» Required work:
All of the entries must be reproduced exactly, with no images carried over.
───── Available records
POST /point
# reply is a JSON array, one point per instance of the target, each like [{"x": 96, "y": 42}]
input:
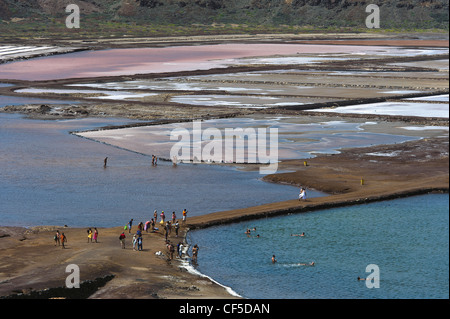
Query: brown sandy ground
[
  {"x": 31, "y": 262},
  {"x": 353, "y": 177}
]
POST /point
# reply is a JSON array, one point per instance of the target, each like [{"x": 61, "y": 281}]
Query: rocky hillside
[{"x": 315, "y": 13}]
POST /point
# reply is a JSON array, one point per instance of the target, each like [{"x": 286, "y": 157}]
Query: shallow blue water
[
  {"x": 408, "y": 239},
  {"x": 49, "y": 177}
]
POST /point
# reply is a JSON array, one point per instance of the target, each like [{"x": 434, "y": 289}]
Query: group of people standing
[
  {"x": 168, "y": 226},
  {"x": 92, "y": 235},
  {"x": 60, "y": 239}
]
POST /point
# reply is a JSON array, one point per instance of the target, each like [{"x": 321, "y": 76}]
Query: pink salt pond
[{"x": 117, "y": 62}]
──────────
» Expected answer:
POST /point
# reply is a JSON array, one point per instance of the target, each like [{"x": 96, "y": 42}]
input:
Query: brown sandy ground
[
  {"x": 31, "y": 262},
  {"x": 353, "y": 177}
]
POST /point
# reply is a JSON array, one point per instance of the target, each like [{"x": 61, "y": 281}]
Query: rocky hillside
[{"x": 315, "y": 13}]
POST /point
# reply is a JSON array, one point per instance of the target, each like [{"x": 286, "y": 157}]
Query: shallow blue water
[
  {"x": 408, "y": 239},
  {"x": 49, "y": 177}
]
POST /point
# reply is a JSON array, one point per instance of the target, each like [{"x": 434, "y": 289}]
Query: group of people standing
[
  {"x": 168, "y": 226},
  {"x": 92, "y": 235},
  {"x": 60, "y": 239}
]
POST /point
# reply is a JSON array, one point per instance of the target, each like [{"x": 321, "y": 76}]
Query: pink salt pond
[{"x": 117, "y": 62}]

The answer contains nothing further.